■ **INPUT**

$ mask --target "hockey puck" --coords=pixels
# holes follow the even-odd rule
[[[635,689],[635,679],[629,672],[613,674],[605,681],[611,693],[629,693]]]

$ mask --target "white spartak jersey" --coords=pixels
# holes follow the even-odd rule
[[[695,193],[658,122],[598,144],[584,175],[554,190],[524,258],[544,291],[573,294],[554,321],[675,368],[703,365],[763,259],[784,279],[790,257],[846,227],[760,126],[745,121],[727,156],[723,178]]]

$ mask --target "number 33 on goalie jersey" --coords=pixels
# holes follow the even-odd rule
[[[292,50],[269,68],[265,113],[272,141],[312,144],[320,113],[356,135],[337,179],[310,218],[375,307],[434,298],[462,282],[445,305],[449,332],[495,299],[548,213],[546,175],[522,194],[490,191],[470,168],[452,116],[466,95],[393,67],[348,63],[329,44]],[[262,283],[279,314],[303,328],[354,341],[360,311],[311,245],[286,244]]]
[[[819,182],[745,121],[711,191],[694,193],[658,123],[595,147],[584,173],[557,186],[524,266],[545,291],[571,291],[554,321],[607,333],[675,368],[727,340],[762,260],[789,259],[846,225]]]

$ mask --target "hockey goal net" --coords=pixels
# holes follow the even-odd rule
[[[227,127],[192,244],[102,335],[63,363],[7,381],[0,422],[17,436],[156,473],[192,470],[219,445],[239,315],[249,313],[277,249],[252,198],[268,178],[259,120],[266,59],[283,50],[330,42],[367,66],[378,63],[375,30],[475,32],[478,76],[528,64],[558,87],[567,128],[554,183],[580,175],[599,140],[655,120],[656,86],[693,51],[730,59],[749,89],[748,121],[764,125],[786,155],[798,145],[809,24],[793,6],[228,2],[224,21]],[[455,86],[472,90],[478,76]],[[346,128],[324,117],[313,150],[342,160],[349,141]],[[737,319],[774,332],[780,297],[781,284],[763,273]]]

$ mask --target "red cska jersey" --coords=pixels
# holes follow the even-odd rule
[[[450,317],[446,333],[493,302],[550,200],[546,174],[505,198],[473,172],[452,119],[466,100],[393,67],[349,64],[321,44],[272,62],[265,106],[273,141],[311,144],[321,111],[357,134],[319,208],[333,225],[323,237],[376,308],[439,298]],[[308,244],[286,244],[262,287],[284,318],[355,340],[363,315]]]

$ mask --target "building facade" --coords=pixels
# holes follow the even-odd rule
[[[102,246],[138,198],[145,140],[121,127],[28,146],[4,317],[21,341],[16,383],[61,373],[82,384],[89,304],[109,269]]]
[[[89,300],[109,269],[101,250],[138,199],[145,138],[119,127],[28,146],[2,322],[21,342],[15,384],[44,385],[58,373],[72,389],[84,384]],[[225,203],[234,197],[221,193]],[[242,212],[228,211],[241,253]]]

■ **GIVEN INSTRUCTION**
Locate every line in the records that contains the string "hockey" and copy each one out in full. The match is case-sensitive.

■ **SOLUTION TO THE PROBLEM**
$ mask --target "hockey puck" --coords=pixels
$ mask --target "hockey goal net" --coords=pixels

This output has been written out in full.